PROVIDED INFORMATION Start Marker

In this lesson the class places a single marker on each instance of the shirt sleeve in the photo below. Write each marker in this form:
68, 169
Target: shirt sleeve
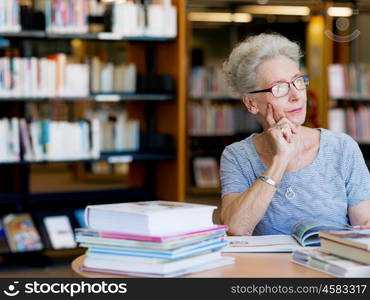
357, 178
231, 174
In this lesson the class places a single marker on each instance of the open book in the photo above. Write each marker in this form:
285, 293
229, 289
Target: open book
304, 233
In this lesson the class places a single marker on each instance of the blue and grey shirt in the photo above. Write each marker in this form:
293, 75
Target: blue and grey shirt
336, 179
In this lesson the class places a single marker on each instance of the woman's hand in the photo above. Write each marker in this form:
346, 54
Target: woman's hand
281, 133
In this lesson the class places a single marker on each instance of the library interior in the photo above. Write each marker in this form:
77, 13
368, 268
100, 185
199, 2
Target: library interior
139, 87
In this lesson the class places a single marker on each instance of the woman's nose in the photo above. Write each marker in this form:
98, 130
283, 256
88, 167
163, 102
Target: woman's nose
293, 94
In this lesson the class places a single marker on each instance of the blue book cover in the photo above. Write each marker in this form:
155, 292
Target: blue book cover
80, 217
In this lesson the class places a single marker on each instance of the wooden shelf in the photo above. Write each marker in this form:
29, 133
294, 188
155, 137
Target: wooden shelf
102, 36
110, 156
193, 190
353, 98
99, 97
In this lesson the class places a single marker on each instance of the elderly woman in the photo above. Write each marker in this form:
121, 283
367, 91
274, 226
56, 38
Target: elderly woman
288, 172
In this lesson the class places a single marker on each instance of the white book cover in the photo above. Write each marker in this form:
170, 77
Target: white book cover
263, 243
336, 81
150, 217
159, 268
26, 140
60, 232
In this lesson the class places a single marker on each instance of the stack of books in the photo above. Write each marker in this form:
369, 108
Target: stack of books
151, 239
342, 253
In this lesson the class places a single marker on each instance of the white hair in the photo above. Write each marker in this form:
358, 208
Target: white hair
240, 67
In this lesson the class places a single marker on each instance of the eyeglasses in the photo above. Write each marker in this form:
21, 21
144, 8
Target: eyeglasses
281, 89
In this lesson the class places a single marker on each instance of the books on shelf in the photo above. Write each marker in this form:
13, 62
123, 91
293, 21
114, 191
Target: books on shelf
149, 217
64, 16
349, 81
150, 19
354, 245
207, 118
319, 260
9, 16
353, 121
21, 233
59, 231
51, 76
9, 135
116, 131
110, 78
44, 139
208, 82
4, 248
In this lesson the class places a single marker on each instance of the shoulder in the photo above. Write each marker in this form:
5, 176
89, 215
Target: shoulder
337, 141
240, 149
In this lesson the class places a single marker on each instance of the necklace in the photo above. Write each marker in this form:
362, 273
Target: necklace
289, 192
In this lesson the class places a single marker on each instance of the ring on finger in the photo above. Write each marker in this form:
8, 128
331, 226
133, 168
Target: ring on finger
284, 130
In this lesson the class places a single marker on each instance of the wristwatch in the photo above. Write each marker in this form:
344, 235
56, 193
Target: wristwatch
268, 180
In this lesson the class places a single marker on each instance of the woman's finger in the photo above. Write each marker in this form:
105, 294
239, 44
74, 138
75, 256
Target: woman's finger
287, 133
278, 113
269, 116
287, 122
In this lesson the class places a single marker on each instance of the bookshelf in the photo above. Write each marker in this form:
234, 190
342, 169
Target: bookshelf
52, 186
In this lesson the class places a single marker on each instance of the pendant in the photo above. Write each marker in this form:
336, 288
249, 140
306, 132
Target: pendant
289, 194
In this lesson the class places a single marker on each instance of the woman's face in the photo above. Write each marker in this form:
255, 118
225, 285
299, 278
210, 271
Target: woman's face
292, 105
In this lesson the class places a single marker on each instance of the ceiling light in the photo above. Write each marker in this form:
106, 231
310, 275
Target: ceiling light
276, 10
340, 11
219, 17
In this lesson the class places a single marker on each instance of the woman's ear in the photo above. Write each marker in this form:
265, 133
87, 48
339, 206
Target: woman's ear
250, 104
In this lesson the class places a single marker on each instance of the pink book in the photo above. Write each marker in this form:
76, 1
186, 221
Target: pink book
148, 238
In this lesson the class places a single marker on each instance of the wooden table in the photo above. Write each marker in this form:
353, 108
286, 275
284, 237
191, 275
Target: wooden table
270, 265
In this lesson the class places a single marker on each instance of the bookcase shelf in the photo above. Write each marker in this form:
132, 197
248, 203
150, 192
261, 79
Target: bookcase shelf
109, 156
100, 97
353, 99
156, 171
100, 36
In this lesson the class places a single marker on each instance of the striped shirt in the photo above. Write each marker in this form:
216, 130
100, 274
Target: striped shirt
323, 190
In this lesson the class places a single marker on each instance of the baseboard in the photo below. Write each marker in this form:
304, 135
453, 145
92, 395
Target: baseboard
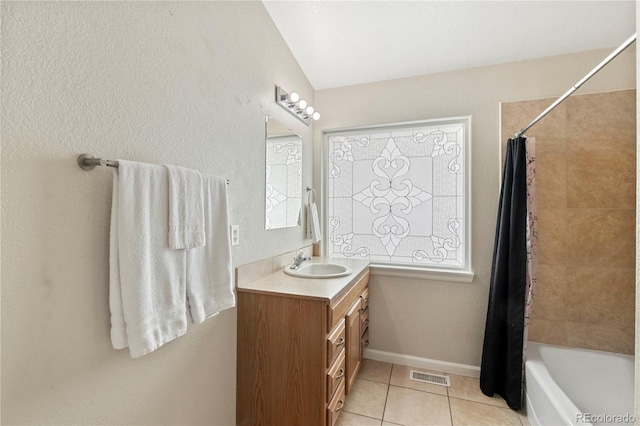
426, 363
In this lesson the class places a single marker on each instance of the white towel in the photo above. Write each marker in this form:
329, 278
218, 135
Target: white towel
209, 277
147, 289
313, 223
186, 212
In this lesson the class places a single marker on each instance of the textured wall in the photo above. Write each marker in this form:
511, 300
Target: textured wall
184, 83
443, 320
585, 179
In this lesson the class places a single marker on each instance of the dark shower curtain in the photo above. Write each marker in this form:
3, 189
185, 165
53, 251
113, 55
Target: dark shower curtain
502, 352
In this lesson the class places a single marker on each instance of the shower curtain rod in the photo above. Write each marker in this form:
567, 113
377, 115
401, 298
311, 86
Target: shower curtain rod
578, 84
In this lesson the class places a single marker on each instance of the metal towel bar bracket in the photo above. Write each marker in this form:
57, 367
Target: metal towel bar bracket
89, 162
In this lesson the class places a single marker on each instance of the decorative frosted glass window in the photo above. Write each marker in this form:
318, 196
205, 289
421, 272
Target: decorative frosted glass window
399, 194
283, 181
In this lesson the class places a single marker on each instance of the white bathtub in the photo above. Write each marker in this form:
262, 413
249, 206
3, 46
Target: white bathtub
568, 386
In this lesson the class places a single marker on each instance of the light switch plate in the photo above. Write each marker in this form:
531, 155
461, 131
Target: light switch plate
235, 235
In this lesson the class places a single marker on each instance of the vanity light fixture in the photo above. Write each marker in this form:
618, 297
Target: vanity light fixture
296, 106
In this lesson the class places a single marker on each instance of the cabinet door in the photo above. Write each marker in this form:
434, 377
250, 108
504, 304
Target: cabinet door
353, 347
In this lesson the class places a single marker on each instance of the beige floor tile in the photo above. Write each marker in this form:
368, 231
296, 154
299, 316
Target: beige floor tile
350, 419
367, 398
400, 377
469, 388
475, 414
376, 371
523, 418
412, 407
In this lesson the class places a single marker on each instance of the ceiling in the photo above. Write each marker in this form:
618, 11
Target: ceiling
341, 43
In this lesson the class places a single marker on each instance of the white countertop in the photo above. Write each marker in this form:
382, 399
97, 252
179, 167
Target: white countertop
315, 288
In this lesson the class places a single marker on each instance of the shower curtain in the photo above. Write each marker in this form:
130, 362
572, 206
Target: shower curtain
513, 276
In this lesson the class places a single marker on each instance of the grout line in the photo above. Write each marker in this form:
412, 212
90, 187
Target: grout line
450, 412
384, 408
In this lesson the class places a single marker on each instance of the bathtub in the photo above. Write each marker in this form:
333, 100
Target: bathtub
568, 386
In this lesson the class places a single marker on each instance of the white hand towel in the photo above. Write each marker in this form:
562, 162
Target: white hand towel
147, 279
186, 211
313, 223
209, 277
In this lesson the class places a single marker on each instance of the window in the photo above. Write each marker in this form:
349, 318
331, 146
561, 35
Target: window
398, 195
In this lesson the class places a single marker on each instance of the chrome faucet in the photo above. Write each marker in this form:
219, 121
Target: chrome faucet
297, 261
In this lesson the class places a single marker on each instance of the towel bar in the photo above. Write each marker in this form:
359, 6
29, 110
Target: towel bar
89, 162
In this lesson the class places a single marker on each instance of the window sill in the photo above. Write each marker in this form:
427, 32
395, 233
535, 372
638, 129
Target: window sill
421, 273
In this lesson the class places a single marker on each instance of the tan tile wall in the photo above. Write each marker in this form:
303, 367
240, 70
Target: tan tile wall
585, 163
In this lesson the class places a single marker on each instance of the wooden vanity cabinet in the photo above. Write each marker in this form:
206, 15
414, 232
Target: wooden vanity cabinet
297, 355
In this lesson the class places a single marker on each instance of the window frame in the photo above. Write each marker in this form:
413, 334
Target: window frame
463, 274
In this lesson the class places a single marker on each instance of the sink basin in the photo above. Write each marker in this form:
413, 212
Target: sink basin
319, 270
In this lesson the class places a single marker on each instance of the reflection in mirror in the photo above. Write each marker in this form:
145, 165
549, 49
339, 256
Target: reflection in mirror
284, 176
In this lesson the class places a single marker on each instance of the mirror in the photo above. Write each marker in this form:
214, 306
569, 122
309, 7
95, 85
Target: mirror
283, 177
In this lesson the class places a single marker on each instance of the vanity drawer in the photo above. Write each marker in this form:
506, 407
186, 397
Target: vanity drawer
336, 404
339, 310
365, 298
364, 318
335, 342
364, 342
335, 376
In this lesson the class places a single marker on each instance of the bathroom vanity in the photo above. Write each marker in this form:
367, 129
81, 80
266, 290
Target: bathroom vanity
300, 345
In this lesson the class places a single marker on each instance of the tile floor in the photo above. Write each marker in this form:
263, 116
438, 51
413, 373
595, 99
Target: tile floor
383, 395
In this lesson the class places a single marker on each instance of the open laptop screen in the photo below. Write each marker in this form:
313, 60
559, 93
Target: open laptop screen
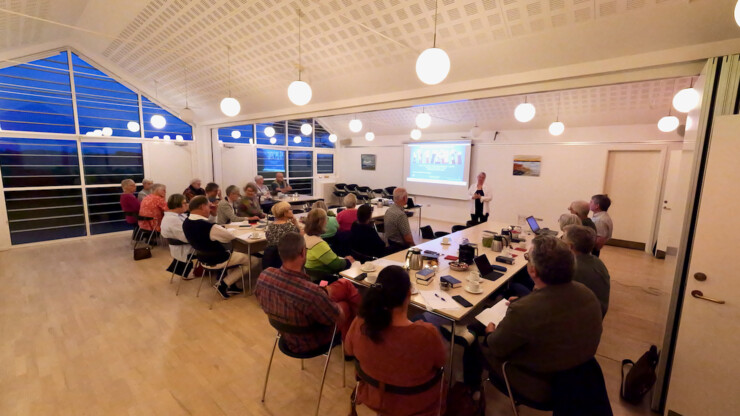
533, 224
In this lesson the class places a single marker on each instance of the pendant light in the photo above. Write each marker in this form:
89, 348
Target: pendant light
423, 120
524, 112
230, 106
557, 128
299, 92
433, 65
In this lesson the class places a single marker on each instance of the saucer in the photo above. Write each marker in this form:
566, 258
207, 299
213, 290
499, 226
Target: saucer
467, 289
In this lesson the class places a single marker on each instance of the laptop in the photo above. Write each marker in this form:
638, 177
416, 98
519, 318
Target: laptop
536, 227
485, 268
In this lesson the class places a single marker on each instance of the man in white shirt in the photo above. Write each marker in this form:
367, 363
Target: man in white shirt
599, 205
208, 239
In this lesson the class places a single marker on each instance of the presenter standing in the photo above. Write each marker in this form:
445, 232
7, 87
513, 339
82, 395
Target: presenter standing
480, 198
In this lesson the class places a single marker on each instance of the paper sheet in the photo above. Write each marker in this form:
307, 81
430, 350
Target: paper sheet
493, 314
437, 299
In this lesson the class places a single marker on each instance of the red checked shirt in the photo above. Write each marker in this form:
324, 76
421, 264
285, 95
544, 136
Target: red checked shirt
291, 298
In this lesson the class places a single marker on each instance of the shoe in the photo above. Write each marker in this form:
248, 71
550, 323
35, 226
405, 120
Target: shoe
222, 290
234, 290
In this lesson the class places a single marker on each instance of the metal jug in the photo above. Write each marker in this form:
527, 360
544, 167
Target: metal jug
414, 259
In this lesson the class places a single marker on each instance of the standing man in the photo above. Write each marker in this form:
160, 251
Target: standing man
599, 205
280, 184
396, 223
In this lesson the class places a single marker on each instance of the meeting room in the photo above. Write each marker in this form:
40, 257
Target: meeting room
369, 207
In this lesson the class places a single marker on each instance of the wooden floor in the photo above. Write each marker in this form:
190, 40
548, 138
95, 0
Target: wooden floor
88, 331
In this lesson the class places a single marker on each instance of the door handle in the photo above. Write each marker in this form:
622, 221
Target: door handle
699, 295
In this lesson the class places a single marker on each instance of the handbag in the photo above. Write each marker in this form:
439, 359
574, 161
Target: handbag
640, 378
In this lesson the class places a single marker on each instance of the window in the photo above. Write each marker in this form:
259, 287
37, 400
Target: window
300, 171
237, 134
279, 133
324, 163
33, 162
173, 127
102, 102
294, 130
45, 215
270, 162
110, 163
37, 96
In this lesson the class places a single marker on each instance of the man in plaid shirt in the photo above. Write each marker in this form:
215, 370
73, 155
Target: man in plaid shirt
288, 295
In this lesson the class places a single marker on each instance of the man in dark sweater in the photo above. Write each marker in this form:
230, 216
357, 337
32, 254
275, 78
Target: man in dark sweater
208, 239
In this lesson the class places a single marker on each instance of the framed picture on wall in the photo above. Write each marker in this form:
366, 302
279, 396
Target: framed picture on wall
527, 165
368, 162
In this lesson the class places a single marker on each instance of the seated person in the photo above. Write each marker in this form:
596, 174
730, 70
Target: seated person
129, 203
590, 270
348, 216
396, 223
568, 219
193, 190
284, 223
321, 260
172, 228
153, 206
363, 237
554, 328
332, 226
249, 205
309, 303
226, 210
208, 238
391, 349
280, 184
581, 209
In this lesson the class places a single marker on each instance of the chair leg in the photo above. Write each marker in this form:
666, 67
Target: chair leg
269, 364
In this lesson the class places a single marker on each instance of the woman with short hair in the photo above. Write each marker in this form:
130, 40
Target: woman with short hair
320, 259
348, 216
392, 350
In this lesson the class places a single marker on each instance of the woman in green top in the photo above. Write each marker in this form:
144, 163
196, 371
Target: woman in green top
332, 226
320, 259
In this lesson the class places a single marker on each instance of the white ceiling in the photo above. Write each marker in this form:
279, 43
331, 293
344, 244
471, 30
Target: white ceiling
352, 49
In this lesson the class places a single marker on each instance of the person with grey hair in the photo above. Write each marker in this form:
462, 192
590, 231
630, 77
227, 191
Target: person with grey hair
226, 212
396, 223
581, 208
249, 205
590, 270
555, 328
146, 188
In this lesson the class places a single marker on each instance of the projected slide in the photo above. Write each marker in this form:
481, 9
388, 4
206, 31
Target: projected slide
438, 163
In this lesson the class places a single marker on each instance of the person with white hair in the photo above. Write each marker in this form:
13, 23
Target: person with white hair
193, 190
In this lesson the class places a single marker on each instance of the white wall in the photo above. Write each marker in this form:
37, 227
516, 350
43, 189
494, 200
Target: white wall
573, 167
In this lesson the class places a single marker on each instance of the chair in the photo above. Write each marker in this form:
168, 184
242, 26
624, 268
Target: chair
578, 391
282, 328
173, 242
203, 258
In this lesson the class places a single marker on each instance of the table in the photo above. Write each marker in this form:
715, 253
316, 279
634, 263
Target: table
474, 235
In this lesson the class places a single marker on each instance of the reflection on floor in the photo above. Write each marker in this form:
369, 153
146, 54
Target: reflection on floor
86, 330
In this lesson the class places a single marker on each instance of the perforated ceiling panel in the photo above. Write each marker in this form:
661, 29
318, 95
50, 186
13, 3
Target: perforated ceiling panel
631, 103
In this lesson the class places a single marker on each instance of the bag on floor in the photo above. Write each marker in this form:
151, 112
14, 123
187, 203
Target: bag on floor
640, 378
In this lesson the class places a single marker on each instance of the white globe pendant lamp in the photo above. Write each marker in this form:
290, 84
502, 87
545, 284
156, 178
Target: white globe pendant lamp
668, 124
230, 106
299, 92
355, 125
423, 120
524, 112
433, 65
306, 129
686, 100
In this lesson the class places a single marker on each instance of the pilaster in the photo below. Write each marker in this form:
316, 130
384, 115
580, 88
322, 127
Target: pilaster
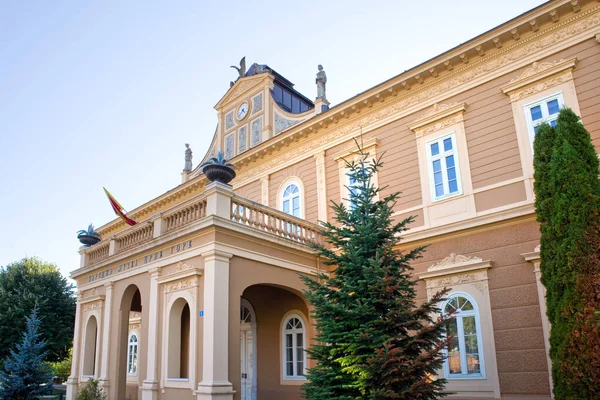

PROVIDED INFORMATION End Marker

- _EXERCISE REQUIREMENTS_
Gather all lines from the listing above in which "pilaster" occurs.

- _FINISHED TASK_
In this lesson the class places a single marker on each instance of the pilaster in the photo below. Write each marker in this form:
Target: pilaster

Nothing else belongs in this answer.